WORK TO COMPLETE – Find every line in the data below that contains the string "What", and copy each of those lines. Case counts.

** start of PROVIDED DATA **

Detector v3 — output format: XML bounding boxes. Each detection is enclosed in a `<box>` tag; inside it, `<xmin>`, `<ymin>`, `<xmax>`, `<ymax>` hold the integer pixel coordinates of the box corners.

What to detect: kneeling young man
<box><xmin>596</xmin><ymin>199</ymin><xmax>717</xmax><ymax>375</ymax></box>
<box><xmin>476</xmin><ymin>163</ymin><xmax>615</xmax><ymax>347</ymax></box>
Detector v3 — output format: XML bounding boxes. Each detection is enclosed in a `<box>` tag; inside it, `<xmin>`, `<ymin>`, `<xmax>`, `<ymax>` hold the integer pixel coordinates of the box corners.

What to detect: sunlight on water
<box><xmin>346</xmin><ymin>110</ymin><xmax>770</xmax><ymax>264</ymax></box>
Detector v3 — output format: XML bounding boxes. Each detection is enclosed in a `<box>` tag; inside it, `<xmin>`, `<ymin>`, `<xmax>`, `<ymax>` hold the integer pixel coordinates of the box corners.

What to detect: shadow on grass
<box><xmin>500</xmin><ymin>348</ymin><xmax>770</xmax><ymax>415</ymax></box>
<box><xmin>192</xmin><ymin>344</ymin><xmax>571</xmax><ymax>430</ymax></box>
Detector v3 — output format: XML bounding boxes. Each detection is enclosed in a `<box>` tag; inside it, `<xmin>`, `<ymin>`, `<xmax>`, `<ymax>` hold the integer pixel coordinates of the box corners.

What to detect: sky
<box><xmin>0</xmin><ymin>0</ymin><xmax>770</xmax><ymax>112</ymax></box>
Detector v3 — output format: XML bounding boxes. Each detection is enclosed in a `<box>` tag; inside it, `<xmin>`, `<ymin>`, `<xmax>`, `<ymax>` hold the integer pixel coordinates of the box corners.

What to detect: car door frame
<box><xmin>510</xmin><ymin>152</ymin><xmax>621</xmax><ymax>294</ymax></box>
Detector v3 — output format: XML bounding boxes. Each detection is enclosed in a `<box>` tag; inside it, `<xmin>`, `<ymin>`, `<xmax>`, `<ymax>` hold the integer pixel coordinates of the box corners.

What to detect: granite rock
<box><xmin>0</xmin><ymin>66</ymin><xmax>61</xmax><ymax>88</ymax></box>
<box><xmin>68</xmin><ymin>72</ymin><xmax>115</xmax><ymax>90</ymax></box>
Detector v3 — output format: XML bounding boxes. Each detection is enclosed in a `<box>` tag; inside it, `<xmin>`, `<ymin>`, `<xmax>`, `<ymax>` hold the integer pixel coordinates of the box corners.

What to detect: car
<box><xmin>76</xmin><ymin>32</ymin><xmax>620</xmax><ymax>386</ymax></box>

** end of PROVIDED DATA **

CORRECT RESULT –
What to detect: kneeling young man
What to detect: sunlight on water
What to detect: shadow on grass
What to detect: sky
What to detect: car door frame
What to detect: granite rock
What to detect: car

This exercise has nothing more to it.